> _Aufgabe_: Setzen Sie den Text über das Gutachten zur Vergiftung des Spitzer Bürgermeisters nach seinem letzten Satz fort.

> _Text_:
Gmeiner war nicht gebeten worden, konkret nach Inhaltsstoffen eines Mon Cheri – Schokolade, Kakao, Vanillin – zu suchen, obwohl Hannes Hirtzberger vor seinem Zusammenbruch die Vermutung geäußert hatte, er wäre mit eben dieser Praline vergiftet worden.

Gmeiner hatte die toxikologische Untersuchung des Mageninhalts des Spitzer Bürgermeisters vorgenommen, um Art und Menge des diesem verabreichten Giftes feststellen zu können. Es hätte sich der eindeutige Nachweis von Strychnin ergeben, das der Ortsvorsteher oral aufgenommen habe, berichtete Gmeiner den Kremser Geschworenen. Es habe sich um “eine hohe Konzentration, durchaus tödlich” gehandelt.

Als sich Nikolaus Rast erkundigte, ob auch das in Mon Cheri-Pralinen enthaltene Vanillin gefunden wurde, musste der Sachverständige “passen”: Er habe den Mageninhalt mittels Massenspektrometrie untersucht, Substanzen wie Vanillin oder Kakao aufzuspüren, wäre aber nicht vom an ihn gerichteten Auftrag umfasst gewesen. Er könne daher “keinen eindeutigen Hinweis” vorlegen, “dass Schokolade aufgenommen wurde”.

> _Bereitgestelltes Material_:
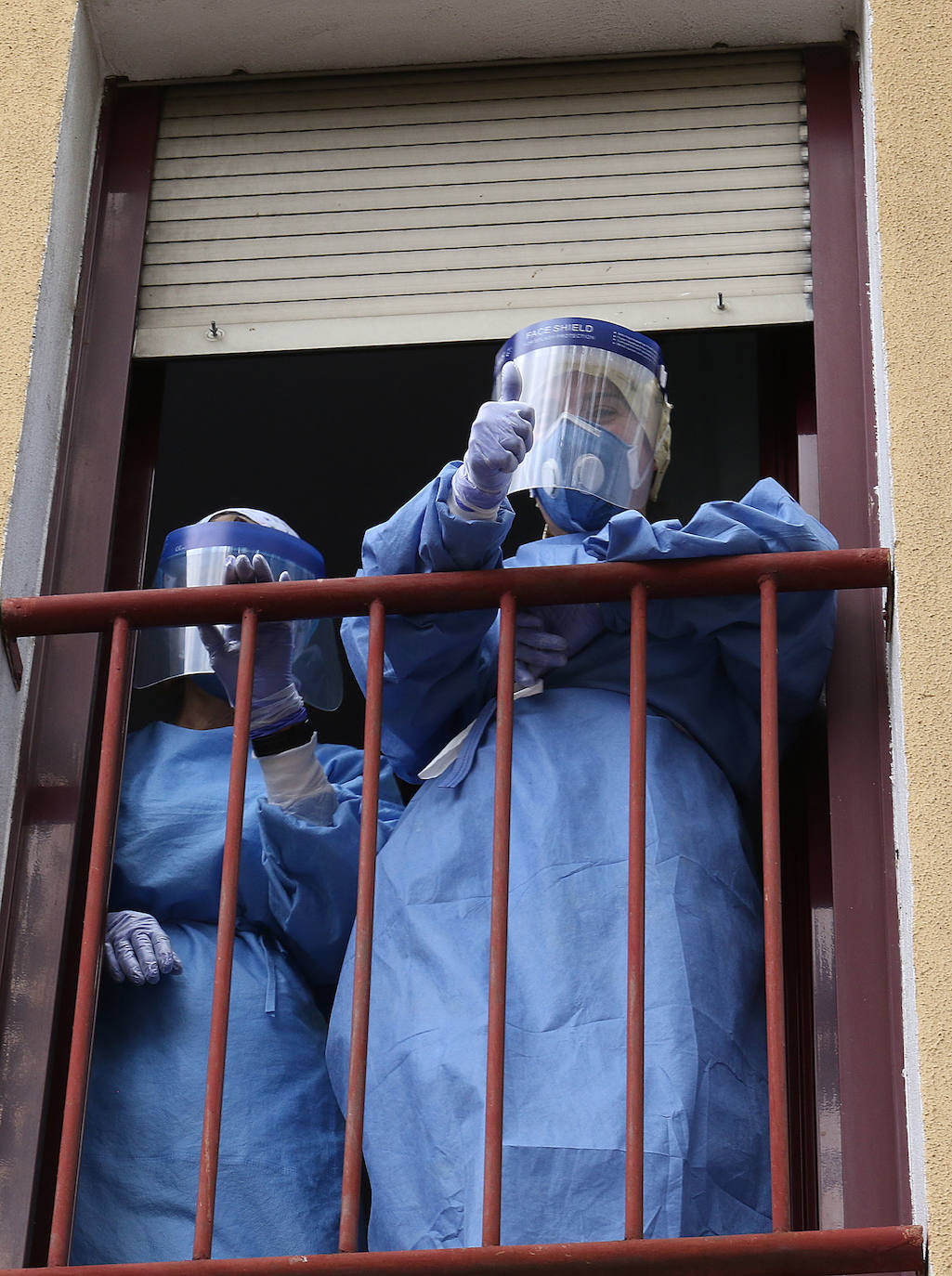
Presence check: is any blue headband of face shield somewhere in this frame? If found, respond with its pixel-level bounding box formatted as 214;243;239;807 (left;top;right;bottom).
133;522;344;710
495;318;670;531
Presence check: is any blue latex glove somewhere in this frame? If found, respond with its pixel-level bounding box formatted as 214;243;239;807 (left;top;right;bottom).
198;553;307;739
103;908;181;983
515;608;569;686
453;364;536;515
515;603;605;686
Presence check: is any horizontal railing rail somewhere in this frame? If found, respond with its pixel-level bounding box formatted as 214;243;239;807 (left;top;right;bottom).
0;549;890;639
0;1226;925;1276
0;549;924;1276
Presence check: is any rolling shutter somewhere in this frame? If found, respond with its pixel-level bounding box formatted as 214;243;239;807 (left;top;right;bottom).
136;52;810;358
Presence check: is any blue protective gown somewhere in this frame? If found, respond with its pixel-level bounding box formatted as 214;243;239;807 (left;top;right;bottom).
72;723;400;1263
327;464;835;1249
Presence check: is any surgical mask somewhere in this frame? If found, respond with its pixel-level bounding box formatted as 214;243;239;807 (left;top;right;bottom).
533;412;655;509
133;509;344;710
532;488;621;532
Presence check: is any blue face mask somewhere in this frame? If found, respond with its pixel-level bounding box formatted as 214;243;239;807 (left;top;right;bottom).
532;488;621;532
533;412;634;532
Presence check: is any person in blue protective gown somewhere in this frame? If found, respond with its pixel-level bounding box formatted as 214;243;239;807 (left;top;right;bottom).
72;509;400;1263
328;319;835;1249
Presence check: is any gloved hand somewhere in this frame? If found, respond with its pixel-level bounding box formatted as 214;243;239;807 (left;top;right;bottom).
103;910;181;983
453;364;536;516
515;603;605;686
198;553;307;739
515;608;569;686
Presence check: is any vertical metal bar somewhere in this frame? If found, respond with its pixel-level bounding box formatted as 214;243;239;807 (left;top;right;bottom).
625;584;648;1241
482;593;515;1245
339;598;386;1255
48;617;129;1267
192;607;258;1258
760;576;790;1231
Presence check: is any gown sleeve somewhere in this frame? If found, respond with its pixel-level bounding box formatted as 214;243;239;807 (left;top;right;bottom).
258;744;403;985
341;461;513;781
584;478;837;792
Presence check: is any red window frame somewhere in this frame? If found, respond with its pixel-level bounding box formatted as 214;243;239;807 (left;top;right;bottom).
0;39;911;1269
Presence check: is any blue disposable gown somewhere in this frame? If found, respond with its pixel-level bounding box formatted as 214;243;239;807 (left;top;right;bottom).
72;723;400;1263
327;464;835;1249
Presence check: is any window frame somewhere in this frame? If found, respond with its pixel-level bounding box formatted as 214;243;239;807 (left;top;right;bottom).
0;46;911;1265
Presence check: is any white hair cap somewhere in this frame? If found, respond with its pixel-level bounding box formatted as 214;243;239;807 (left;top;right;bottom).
199;505;294;541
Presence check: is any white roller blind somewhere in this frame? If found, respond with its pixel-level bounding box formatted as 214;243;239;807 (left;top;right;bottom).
136;54;810;358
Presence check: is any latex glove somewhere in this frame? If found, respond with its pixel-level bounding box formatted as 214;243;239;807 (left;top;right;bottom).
198;553;307;739
515;610;569;686
453;364;536;518
103;910;181;983
515;603;605;686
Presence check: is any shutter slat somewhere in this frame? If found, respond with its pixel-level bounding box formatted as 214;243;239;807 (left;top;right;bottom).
142;228;809;291
162;59;800;124
136;54;810;358
152;120;806;191
156;94;802;163
139;249;810;309
143;204;809;267
142;164;804;222
146;185;809;244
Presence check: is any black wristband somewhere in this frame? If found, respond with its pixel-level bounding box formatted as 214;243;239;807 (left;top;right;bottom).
252;719;314;758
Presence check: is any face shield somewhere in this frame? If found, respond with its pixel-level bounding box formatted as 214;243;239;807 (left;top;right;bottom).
133;520;344;710
495;319;672;509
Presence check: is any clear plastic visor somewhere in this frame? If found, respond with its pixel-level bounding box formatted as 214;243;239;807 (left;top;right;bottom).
133;523;344;710
495;345;668;508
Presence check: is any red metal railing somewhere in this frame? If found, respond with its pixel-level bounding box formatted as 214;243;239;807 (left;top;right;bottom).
0;550;924;1276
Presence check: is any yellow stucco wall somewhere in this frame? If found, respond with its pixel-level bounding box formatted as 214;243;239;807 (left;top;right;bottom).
871;0;952;1273
0;0;76;527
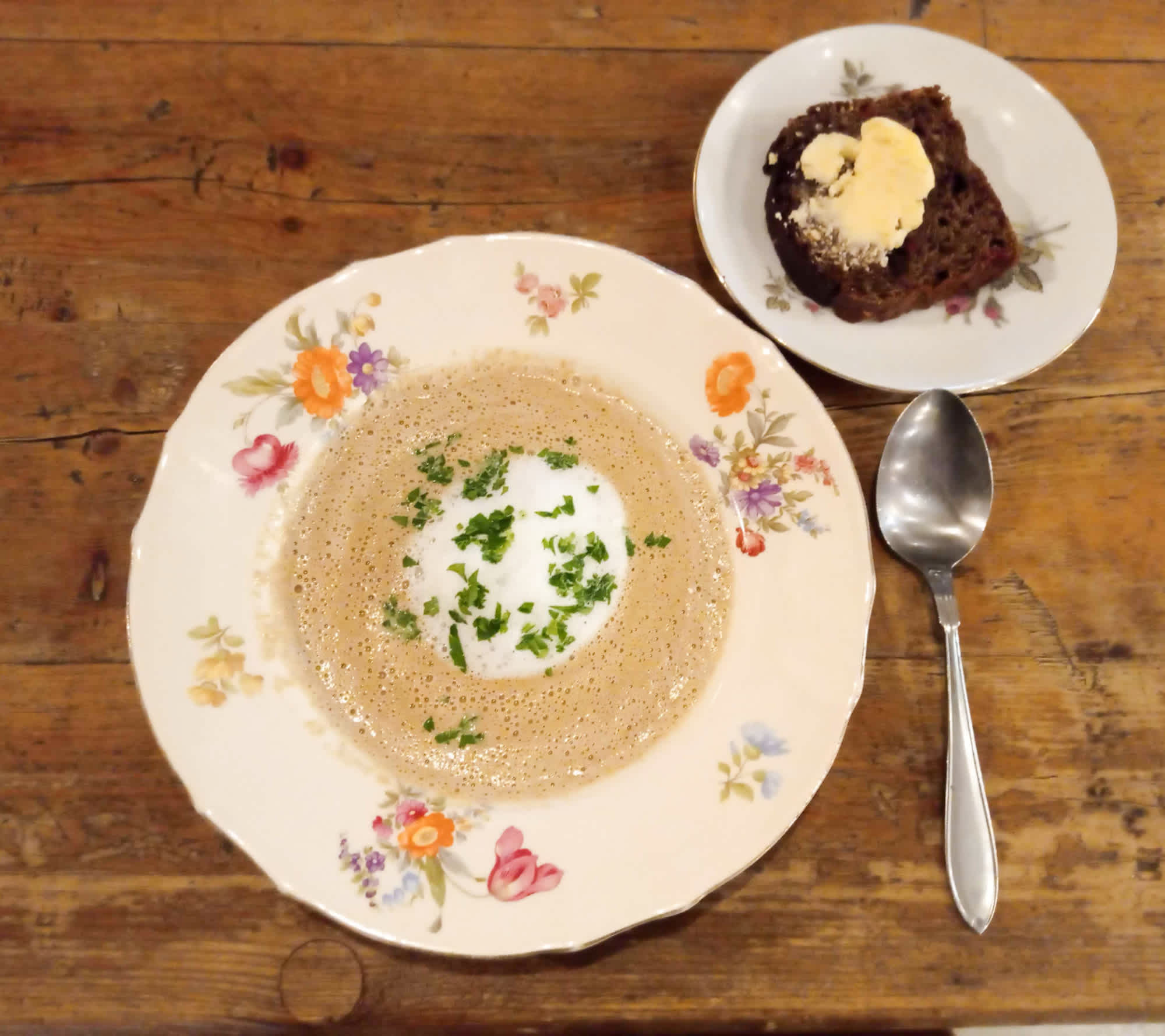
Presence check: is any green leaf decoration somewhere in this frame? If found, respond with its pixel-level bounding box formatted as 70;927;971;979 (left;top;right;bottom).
728;781;756;802
223;370;288;396
1015;263;1044;291
418;857;447;907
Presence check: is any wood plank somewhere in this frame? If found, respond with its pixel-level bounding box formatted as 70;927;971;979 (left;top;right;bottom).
987;0;1165;61
0;654;1165;1031
0;54;1165;437
0;391;1165;661
0;0;983;50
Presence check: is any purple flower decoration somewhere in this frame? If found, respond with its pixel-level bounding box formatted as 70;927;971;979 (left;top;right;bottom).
740;723;789;755
348;342;388;396
687;436;720;468
732;480;785;518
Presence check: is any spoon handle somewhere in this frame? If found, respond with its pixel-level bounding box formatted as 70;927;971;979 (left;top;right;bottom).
927;569;1000;934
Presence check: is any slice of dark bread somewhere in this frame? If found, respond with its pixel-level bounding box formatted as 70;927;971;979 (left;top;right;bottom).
764;86;1019;323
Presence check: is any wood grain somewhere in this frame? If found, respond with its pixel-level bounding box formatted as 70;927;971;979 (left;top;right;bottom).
0;0;984;51
987;0;1165;61
0;0;1165;1034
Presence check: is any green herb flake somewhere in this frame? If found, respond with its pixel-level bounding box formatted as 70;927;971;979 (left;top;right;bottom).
514;626;550;659
417;453;453;486
381;597;421;640
461;450;509;501
453;508;514;564
447;623;465;670
538;448;579;472
473;604;509;640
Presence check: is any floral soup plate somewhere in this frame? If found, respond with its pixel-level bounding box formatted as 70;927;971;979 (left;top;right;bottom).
128;234;874;957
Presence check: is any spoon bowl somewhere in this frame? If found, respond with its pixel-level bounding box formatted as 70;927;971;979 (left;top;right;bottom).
876;389;994;572
875;389;1000;932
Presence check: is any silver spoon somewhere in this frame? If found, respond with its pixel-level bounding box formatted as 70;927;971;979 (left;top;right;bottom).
876;389;1000;932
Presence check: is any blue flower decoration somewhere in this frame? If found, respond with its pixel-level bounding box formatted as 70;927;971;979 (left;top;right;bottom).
740;723;789;754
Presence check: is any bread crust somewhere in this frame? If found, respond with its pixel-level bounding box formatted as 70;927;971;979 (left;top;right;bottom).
764;86;1019;323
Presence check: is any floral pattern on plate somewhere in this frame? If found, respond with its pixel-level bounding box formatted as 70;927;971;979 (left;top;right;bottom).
687;353;838;557
223;292;408;496
716;723;789;802
514;263;602;335
944;224;1068;327
339;788;563;932
186;614;263;709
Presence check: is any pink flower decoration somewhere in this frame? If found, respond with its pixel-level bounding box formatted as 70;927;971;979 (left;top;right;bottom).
231;436;299;496
396;798;429;828
736;527;764;557
486;828;563;903
946;295;975;317
537;284;566;317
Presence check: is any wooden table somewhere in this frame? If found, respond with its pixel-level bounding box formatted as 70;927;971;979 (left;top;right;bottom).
0;0;1165;1033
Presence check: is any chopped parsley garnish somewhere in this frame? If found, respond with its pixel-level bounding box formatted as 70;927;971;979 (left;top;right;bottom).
417;453;453;486
393;487;445;528
538;450;579;472
381;597;421;640
449;561;489;611
534;496;574;518
461;450;509;501
514;623;550;659
574;571;615;604
473;604;509;640
433;716;486;748
447;623;465;670
453;508;514;564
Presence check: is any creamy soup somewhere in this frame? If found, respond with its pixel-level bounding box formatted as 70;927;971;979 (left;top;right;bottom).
274;354;732;798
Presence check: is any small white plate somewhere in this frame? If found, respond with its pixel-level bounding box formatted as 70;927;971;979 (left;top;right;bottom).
129;234;874;957
693;26;1116;393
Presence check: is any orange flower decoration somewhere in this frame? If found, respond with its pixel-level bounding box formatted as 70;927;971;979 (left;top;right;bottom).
292;346;352;420
396;812;453;860
704;353;756;417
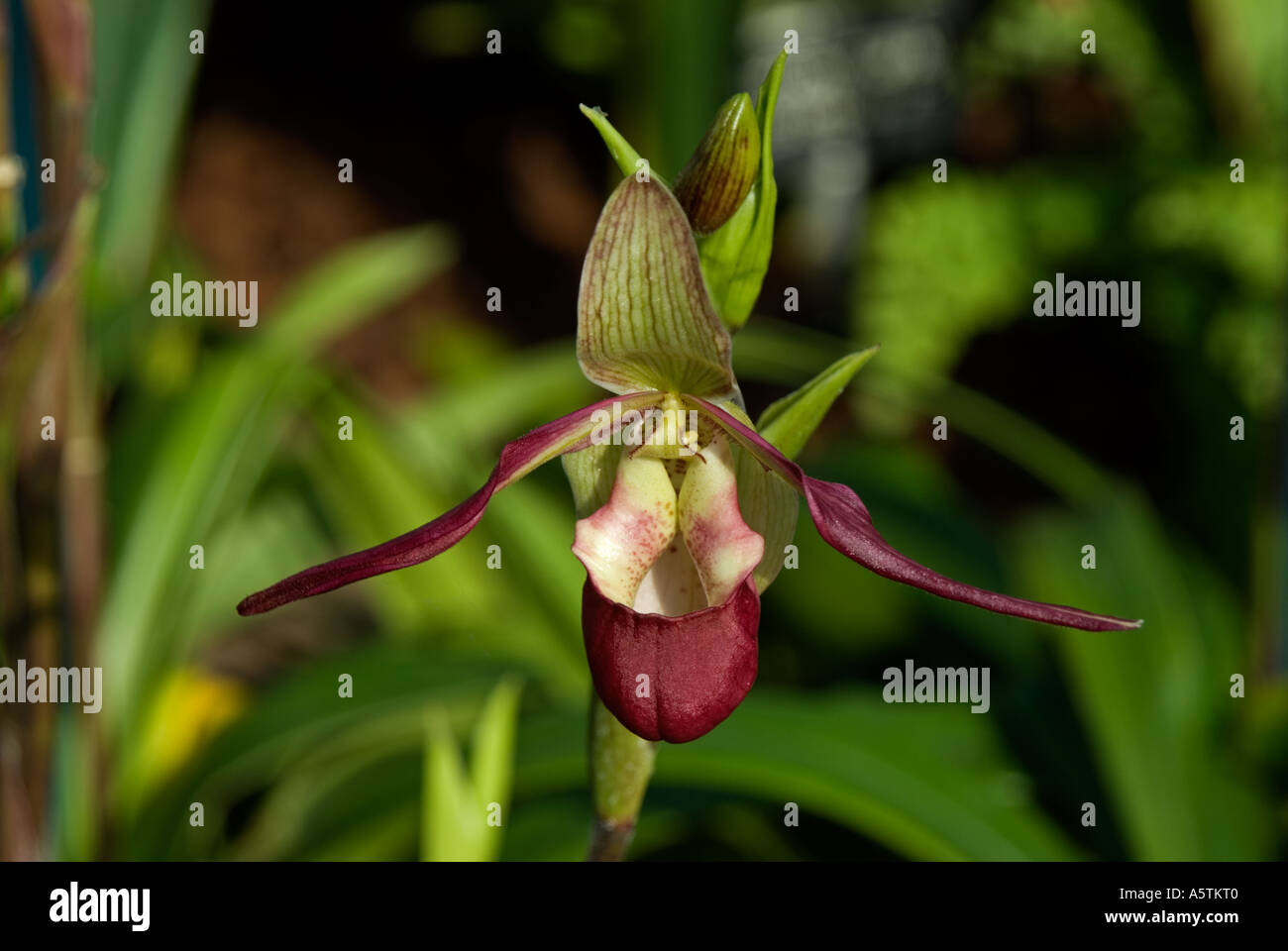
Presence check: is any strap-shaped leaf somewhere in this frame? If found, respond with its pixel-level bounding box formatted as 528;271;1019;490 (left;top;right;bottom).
756;347;880;459
577;178;737;399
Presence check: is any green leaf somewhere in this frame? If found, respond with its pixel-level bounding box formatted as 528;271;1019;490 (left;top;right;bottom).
518;687;1079;861
756;347;880;459
720;399;800;592
99;228;452;733
698;52;787;331
421;680;519;862
577;104;649;180
577;178;737;398
1015;485;1275;861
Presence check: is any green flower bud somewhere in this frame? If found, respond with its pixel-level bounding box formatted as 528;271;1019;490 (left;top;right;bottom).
675;93;760;235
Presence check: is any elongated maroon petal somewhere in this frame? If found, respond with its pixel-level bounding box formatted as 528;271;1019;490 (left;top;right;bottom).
237;393;664;614
581;569;760;744
686;395;1142;630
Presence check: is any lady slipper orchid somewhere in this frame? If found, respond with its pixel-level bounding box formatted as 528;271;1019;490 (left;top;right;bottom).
237;176;1140;742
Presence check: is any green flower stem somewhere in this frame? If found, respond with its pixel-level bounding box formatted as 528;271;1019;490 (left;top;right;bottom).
587;690;657;862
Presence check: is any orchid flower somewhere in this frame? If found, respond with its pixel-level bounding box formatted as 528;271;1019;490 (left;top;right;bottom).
237;60;1140;742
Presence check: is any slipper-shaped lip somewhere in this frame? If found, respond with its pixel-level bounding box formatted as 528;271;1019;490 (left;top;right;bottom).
581;575;760;744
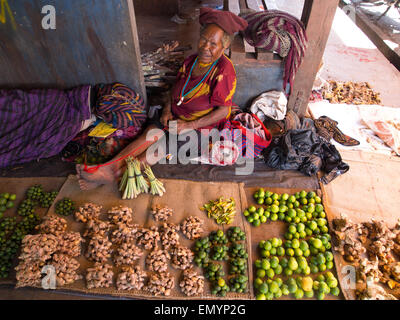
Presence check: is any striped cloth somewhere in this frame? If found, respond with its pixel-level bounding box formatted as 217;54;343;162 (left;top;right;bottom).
0;85;91;168
242;10;307;90
94;83;146;129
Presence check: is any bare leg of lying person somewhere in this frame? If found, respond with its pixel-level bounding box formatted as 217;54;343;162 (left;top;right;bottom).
76;126;165;190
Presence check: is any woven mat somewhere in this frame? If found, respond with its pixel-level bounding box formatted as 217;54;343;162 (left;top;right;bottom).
22;176;253;299
322;151;400;300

> _Antwort_:
Wäre der Auftrag zur Gutachten-Erstattung breiter formuliert worden, “wäre es möglich gewesen, diese Substanzen eventuell nachzuweisen”, meinte Gmeiner. Mittels einer pharmakognostischen Untersuchung ließen sich aus dem Mageninhalt womöglich sogar Reste der für Mon Cheri typischen Piemontkirsche gewinnen, gab der Chemiker zu Protokoll.

Sollte es das Gericht für nötig befinden, den Mageninhalt eingehender analysieren zu lassen, wäre dies in Form eines Ergänzungsgutachtens machbar: Teile dieses Beweismittels sind sicherheitshalber konserviert worden.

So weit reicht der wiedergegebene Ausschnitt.